*Given instruction 1*. Write out the part of the post about dropping the class that opens with the words containing "So tomorrow I" and closes with "Wish me luck.".

So tomorrow I go into Benal’s office and tell her I can’t teach the class. It’s enough trying to organize the kids into doing a theatre thing which they supposedly wanted to make and do themselves, alone, without having to try and please my overlord into creating the image of a perfect class, well behaved, matching standards which she is unable or unwilling to communicate. It’s lame, and it’ll probably mean a little less money per month, but I’ll keep all my voice students (who are doing great), and it means I won’t spend the entire week in dread of saturday, and that I’ll have more time to do things which are important to me, i.e. making art, traveling, exploring the city, cooking, learning this total nonsense language, spending time with the people who make istanbul great.

Wish me luck.

  1. Beckeck said:

    that sounds sucky. My advice- find total happiness… it shouldn’t take much time.

*Excerpts from a detection dataset*.
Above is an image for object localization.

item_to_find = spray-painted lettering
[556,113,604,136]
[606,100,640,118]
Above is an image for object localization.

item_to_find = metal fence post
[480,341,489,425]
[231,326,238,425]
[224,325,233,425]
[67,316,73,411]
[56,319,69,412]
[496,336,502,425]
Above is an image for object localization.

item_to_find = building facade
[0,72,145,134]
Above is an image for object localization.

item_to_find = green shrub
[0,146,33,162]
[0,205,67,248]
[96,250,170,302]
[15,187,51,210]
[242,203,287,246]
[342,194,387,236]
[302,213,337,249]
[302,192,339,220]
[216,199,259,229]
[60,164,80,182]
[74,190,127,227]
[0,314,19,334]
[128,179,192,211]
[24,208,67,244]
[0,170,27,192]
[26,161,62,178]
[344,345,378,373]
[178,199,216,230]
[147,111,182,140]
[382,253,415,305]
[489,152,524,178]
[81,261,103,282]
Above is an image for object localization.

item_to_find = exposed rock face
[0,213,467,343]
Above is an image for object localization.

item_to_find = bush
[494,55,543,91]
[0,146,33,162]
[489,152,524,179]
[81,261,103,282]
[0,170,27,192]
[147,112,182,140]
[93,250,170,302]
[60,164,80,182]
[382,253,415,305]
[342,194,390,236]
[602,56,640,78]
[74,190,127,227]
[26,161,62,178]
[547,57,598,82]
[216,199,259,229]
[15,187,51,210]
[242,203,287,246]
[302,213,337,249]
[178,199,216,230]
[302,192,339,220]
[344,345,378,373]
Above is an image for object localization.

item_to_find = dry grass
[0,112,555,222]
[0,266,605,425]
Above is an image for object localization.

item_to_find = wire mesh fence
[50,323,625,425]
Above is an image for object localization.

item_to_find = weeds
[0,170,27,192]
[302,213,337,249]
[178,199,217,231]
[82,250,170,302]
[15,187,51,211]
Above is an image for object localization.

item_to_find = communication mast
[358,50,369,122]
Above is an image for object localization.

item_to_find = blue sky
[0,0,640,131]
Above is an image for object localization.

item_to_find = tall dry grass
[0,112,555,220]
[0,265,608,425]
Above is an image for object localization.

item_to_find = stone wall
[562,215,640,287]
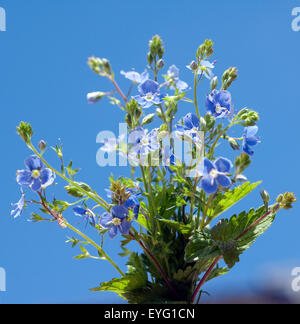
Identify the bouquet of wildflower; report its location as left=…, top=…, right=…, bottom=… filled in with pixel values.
left=12, top=36, right=296, bottom=303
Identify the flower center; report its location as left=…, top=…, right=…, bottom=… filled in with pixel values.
left=31, top=170, right=40, bottom=179
left=112, top=217, right=121, bottom=226
left=209, top=169, right=219, bottom=179
left=145, top=92, right=153, bottom=101
left=141, top=137, right=149, bottom=145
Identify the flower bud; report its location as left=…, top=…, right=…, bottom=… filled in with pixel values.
left=189, top=61, right=198, bottom=71
left=17, top=122, right=33, bottom=144
left=38, top=140, right=47, bottom=152
left=260, top=189, right=270, bottom=204
left=228, top=137, right=240, bottom=151
left=86, top=91, right=105, bottom=104
left=156, top=59, right=165, bottom=70
left=210, top=76, right=218, bottom=91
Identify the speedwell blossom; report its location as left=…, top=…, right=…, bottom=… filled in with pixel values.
left=120, top=70, right=149, bottom=83
left=100, top=206, right=131, bottom=238
left=10, top=191, right=25, bottom=218
left=124, top=190, right=140, bottom=219
left=186, top=60, right=215, bottom=80
left=176, top=113, right=201, bottom=143
left=17, top=155, right=55, bottom=191
left=243, top=126, right=260, bottom=155
left=162, top=145, right=176, bottom=173
left=134, top=80, right=164, bottom=108
left=167, top=65, right=188, bottom=91
left=199, top=157, right=232, bottom=194
left=86, top=91, right=105, bottom=104
left=73, top=206, right=96, bottom=226
left=205, top=89, right=233, bottom=118
left=128, top=127, right=159, bottom=155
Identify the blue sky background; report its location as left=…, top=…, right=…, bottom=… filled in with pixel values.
left=0, top=0, right=300, bottom=303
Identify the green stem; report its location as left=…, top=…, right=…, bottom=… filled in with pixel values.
left=29, top=143, right=110, bottom=211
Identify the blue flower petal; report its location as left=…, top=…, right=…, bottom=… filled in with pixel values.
left=111, top=206, right=129, bottom=219
left=119, top=220, right=131, bottom=235
left=73, top=206, right=86, bottom=217
left=100, top=212, right=113, bottom=228
left=31, top=178, right=42, bottom=191
left=183, top=113, right=200, bottom=129
left=40, top=168, right=56, bottom=187
left=216, top=174, right=231, bottom=188
left=214, top=157, right=233, bottom=172
left=199, top=175, right=218, bottom=194
left=17, top=170, right=33, bottom=187
left=25, top=155, right=44, bottom=171
left=138, top=80, right=159, bottom=95
left=108, top=226, right=118, bottom=239
left=203, top=157, right=214, bottom=174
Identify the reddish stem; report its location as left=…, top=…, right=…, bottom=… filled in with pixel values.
left=129, top=233, right=179, bottom=298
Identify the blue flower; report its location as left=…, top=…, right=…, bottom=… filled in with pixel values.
left=199, top=157, right=232, bottom=194
left=205, top=89, right=233, bottom=118
left=86, top=91, right=105, bottom=104
left=17, top=155, right=55, bottom=191
left=186, top=60, right=215, bottom=80
left=167, top=65, right=188, bottom=91
left=120, top=70, right=149, bottom=83
left=162, top=145, right=176, bottom=174
left=134, top=80, right=164, bottom=108
left=100, top=206, right=131, bottom=238
left=176, top=113, right=200, bottom=143
left=10, top=191, right=25, bottom=218
left=128, top=127, right=159, bottom=155
left=124, top=189, right=140, bottom=219
left=73, top=206, right=96, bottom=226
left=243, top=126, right=260, bottom=155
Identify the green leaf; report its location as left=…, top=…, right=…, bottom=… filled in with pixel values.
left=91, top=253, right=148, bottom=300
left=218, top=239, right=240, bottom=268
left=142, top=114, right=155, bottom=126
left=65, top=182, right=92, bottom=198
left=207, top=181, right=261, bottom=220
left=158, top=219, right=192, bottom=235
left=184, top=229, right=220, bottom=263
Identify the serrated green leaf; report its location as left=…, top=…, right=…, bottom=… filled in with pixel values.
left=207, top=181, right=261, bottom=220
left=158, top=219, right=192, bottom=235
left=65, top=182, right=92, bottom=198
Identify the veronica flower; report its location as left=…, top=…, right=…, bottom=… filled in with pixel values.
left=243, top=126, right=260, bottom=155
left=73, top=206, right=96, bottom=226
left=176, top=113, right=200, bottom=143
left=205, top=89, right=233, bottom=118
left=100, top=206, right=131, bottom=238
left=86, top=91, right=105, bottom=104
left=124, top=190, right=140, bottom=219
left=199, top=157, right=232, bottom=194
left=162, top=145, right=176, bottom=173
left=101, top=135, right=125, bottom=152
left=10, top=191, right=25, bottom=218
left=17, top=155, right=55, bottom=191
left=134, top=80, right=164, bottom=108
left=186, top=60, right=215, bottom=80
left=120, top=70, right=149, bottom=83
left=128, top=127, right=159, bottom=155
left=167, top=65, right=188, bottom=91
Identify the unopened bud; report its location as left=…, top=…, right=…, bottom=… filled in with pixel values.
left=38, top=140, right=47, bottom=152
left=189, top=61, right=198, bottom=71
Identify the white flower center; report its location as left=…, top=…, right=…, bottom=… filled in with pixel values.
left=111, top=217, right=121, bottom=226
left=145, top=92, right=153, bottom=101
left=141, top=137, right=149, bottom=145
left=31, top=170, right=40, bottom=179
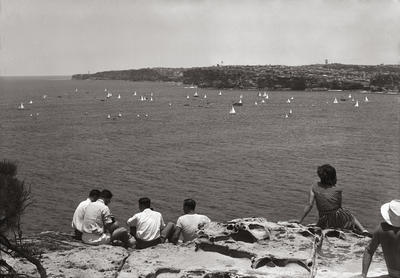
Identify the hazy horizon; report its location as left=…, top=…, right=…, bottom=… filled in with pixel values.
left=0, top=0, right=400, bottom=76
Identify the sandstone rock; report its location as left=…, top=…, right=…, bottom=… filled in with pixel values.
left=3, top=218, right=387, bottom=278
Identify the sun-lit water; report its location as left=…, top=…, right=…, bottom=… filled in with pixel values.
left=0, top=78, right=400, bottom=233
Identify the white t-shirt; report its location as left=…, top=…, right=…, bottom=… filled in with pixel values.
left=127, top=208, right=165, bottom=241
left=72, top=198, right=92, bottom=232
left=82, top=199, right=113, bottom=235
left=176, top=213, right=211, bottom=242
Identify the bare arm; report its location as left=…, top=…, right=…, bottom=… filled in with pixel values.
left=299, top=188, right=315, bottom=224
left=171, top=227, right=182, bottom=244
left=361, top=227, right=380, bottom=278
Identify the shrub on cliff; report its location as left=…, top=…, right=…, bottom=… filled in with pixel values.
left=0, top=160, right=46, bottom=277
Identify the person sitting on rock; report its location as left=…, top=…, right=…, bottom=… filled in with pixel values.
left=171, top=199, right=211, bottom=243
left=299, top=164, right=369, bottom=235
left=72, top=189, right=100, bottom=240
left=127, top=197, right=175, bottom=249
left=362, top=200, right=400, bottom=278
left=82, top=189, right=131, bottom=248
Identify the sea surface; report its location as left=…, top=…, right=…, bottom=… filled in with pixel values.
left=0, top=77, right=400, bottom=233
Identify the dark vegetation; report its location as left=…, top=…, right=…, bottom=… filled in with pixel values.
left=72, top=64, right=400, bottom=91
left=0, top=160, right=47, bottom=277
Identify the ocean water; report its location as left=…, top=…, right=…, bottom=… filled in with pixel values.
left=0, top=77, right=400, bottom=233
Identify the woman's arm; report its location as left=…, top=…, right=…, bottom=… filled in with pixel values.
left=299, top=188, right=315, bottom=224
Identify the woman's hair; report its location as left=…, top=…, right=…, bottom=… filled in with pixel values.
left=317, top=164, right=336, bottom=186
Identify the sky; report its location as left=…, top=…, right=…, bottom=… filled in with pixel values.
left=0, top=0, right=400, bottom=75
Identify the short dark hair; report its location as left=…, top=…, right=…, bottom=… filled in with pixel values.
left=139, top=197, right=151, bottom=208
left=183, top=199, right=196, bottom=210
left=89, top=189, right=100, bottom=198
left=317, top=164, right=336, bottom=186
left=100, top=189, right=112, bottom=199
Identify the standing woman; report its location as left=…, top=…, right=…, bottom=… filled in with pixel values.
left=299, top=164, right=368, bottom=234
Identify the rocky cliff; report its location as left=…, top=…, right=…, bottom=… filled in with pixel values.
left=3, top=218, right=387, bottom=278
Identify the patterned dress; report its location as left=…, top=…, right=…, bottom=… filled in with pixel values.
left=312, top=183, right=355, bottom=230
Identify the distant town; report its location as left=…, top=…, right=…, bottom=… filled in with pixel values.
left=72, top=61, right=400, bottom=93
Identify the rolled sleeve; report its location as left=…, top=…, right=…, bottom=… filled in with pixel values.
left=126, top=214, right=137, bottom=227
left=365, top=225, right=381, bottom=255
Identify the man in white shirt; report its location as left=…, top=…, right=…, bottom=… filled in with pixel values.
left=127, top=197, right=174, bottom=249
left=171, top=199, right=211, bottom=243
left=72, top=189, right=100, bottom=240
left=82, top=190, right=131, bottom=248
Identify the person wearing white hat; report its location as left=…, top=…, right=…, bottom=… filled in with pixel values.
left=362, top=200, right=400, bottom=278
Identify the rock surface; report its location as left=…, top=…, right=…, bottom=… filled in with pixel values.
left=3, top=218, right=387, bottom=278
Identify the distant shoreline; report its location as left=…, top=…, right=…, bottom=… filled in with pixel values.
left=71, top=64, right=400, bottom=93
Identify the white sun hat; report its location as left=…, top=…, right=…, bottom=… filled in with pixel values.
left=381, top=200, right=400, bottom=227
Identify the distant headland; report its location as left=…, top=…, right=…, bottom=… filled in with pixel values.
left=72, top=63, right=400, bottom=93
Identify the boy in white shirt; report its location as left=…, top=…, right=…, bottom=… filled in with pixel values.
left=171, top=199, right=211, bottom=243
left=72, top=189, right=100, bottom=240
left=127, top=197, right=174, bottom=249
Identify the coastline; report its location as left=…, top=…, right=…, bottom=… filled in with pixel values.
left=3, top=218, right=387, bottom=278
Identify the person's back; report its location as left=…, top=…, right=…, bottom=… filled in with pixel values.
left=72, top=189, right=100, bottom=239
left=362, top=200, right=400, bottom=278
left=312, top=183, right=342, bottom=214
left=375, top=222, right=400, bottom=273
left=176, top=213, right=211, bottom=242
left=127, top=208, right=165, bottom=241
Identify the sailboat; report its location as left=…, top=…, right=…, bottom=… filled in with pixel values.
left=233, top=99, right=243, bottom=106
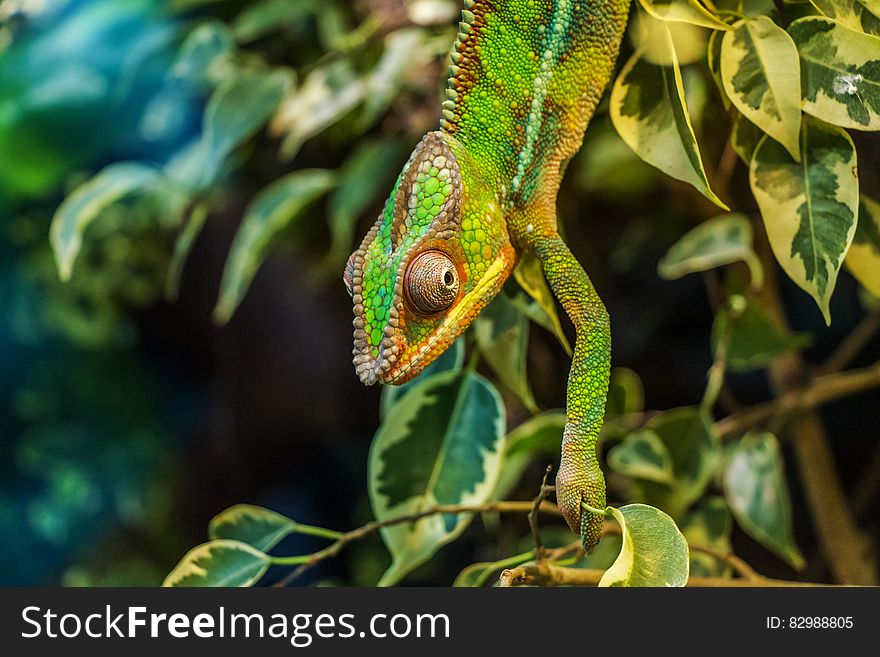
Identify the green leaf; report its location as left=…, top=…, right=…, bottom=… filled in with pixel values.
left=326, top=139, right=404, bottom=267
left=639, top=0, right=731, bottom=30
left=810, top=0, right=880, bottom=36
left=788, top=16, right=880, bottom=130
left=379, top=340, right=464, bottom=420
left=368, top=371, right=506, bottom=586
left=712, top=299, right=810, bottom=372
left=724, top=431, right=805, bottom=569
left=750, top=117, right=859, bottom=324
left=208, top=504, right=297, bottom=552
left=657, top=213, right=763, bottom=287
left=491, top=410, right=565, bottom=500
left=633, top=406, right=721, bottom=518
left=214, top=169, right=334, bottom=324
left=473, top=293, right=538, bottom=413
left=49, top=162, right=162, bottom=281
left=513, top=253, right=572, bottom=356
left=844, top=196, right=880, bottom=297
left=680, top=496, right=733, bottom=577
left=730, top=110, right=764, bottom=166
left=273, top=59, right=367, bottom=159
left=610, top=25, right=728, bottom=210
left=721, top=16, right=801, bottom=160
left=202, top=69, right=294, bottom=177
left=608, top=429, right=675, bottom=486
left=165, top=203, right=211, bottom=301
left=599, top=504, right=688, bottom=586
left=162, top=540, right=270, bottom=587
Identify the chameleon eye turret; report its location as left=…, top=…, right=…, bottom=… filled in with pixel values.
left=344, top=0, right=630, bottom=551
left=403, top=251, right=461, bottom=315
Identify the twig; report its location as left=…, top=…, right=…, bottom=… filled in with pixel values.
left=499, top=561, right=844, bottom=588
left=715, top=362, right=880, bottom=438
left=528, top=465, right=556, bottom=561
left=276, top=501, right=561, bottom=586
left=816, top=310, right=880, bottom=376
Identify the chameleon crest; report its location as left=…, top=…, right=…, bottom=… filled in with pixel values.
left=344, top=132, right=515, bottom=385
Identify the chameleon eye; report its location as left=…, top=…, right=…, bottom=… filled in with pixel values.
left=403, top=251, right=459, bottom=315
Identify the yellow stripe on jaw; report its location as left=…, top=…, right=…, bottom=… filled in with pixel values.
left=385, top=256, right=507, bottom=384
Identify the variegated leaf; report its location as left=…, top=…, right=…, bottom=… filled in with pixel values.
left=788, top=16, right=880, bottom=130
left=750, top=117, right=859, bottom=324
left=639, top=0, right=730, bottom=30
left=721, top=16, right=801, bottom=160
left=610, top=25, right=728, bottom=210
left=368, top=371, right=506, bottom=586
left=846, top=196, right=880, bottom=297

*Given instruction 2*. In the records, take the part that opens with the line containing "Identify the man" and closes with the line containing "left=82, top=190, right=131, bottom=248", both lines included. Reproduce every line of that part, and only those lines, with each pixel coordinate lowered by 16.

*Correct answer 1*.
So tomorrow I go into Benal’s office and tell her I can’t teach the class. It’s enough trying to organize the kids into doing a theatre thing which they supposedly wanted to make and do themselves, alone, without having to try and please my overlord into creating the image of a perfect class, well behaved, matching standards which she is unable or unwilling to communicate. It’s lame, and it’ll probably mean a little less money per month, but I’ll keep all my voice students (who are doing great), and it means I won’t spend the entire week in dread of saturday, and that I’ll have more time to do things which are important to me, i.e. making art, traveling, exploring the city, cooking, learning this total nonsense language, spending time with the people who make istanbul great.

Wish me luck.

*Correct answer 2*.
Identify the man in white shirt; report its location as left=…, top=…, right=…, bottom=… filled in with pixel values.
left=111, top=181, right=158, bottom=233
left=155, top=183, right=195, bottom=227
left=56, top=173, right=84, bottom=224
left=66, top=174, right=115, bottom=232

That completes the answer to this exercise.